**WRITTEN PROBLEM**
Using the passage on distributing the data, answer:
(a) How many nodes does the cluster created with makeCluster() have?
(b) Into which files was yr2008 split?
(c) Why was filesplitrand() used in place of filesplit()?

**PROVIDED PASSAGE**

To create our cluster {\bf cls}, we ran

\begin{verbatim}
> cls <- makeCluster(16)  # from 'parallel' library
> setclsinfo(cls)  # from 'partools'
\end{verbatim}

\subsection{Distribute the Data}

The file, {\bf yr2008}, was first split into a distributed file, stored
in {\bf yr2008r.01},...,{\bf yr2008r.16}, using {\bf filesplitrand()}, and
then read into memory at the 16 cluster nodes using {\bf fileread()}:

\begin{verbatim}
> filesplitrand(cls,'yr2008','yr2008r',2,header=TRUE,sep=",")
> fileread(cls,'yr2008r','yr2008',2,header=TRUE, sep=",")
\end{verbatim}

The call to {\bf filesplitrand()} splits the file as described above;
since these files are permanent, we can skip this step in future R
sessions involving this data (if the data doesn't change).  The function
{\bf filesplitrand()} was used instead of {\bf filesplit()} to construct
the distributed file, in order to randomize the placement of the records
of {\bf yr2008} across cluster nodes.  As noted earlier, random
arrangement of the rows is required for SA.

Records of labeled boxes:
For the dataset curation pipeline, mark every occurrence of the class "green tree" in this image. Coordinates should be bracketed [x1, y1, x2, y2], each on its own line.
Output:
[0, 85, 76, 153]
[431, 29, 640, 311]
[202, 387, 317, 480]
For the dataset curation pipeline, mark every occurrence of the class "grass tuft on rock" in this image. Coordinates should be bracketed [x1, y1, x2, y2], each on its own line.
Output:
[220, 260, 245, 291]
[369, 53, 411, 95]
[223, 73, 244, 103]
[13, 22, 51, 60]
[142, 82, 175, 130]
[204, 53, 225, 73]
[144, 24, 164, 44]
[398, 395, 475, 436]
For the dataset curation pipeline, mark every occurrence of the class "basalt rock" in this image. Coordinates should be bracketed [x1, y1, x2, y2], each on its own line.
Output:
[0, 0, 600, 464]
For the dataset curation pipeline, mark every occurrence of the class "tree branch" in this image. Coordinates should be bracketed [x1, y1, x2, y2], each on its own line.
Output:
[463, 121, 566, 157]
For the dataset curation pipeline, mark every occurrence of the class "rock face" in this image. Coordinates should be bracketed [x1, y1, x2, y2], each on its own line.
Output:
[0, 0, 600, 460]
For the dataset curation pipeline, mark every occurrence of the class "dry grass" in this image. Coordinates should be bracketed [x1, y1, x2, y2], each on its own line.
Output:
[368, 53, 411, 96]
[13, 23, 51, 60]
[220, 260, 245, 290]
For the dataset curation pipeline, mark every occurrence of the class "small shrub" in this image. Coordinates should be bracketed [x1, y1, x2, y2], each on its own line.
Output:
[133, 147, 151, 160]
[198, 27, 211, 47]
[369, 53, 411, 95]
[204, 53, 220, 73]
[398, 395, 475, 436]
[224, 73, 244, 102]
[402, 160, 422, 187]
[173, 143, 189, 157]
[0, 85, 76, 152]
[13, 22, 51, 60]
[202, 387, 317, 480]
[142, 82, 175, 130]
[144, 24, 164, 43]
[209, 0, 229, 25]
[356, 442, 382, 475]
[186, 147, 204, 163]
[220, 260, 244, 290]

**CORRECT RESULT**
(a) 16 nodes.
(b) yr2008r.01 through yr2008r.16.
(c) To randomize the placement of the rows of yr2008 across the cluster nodes.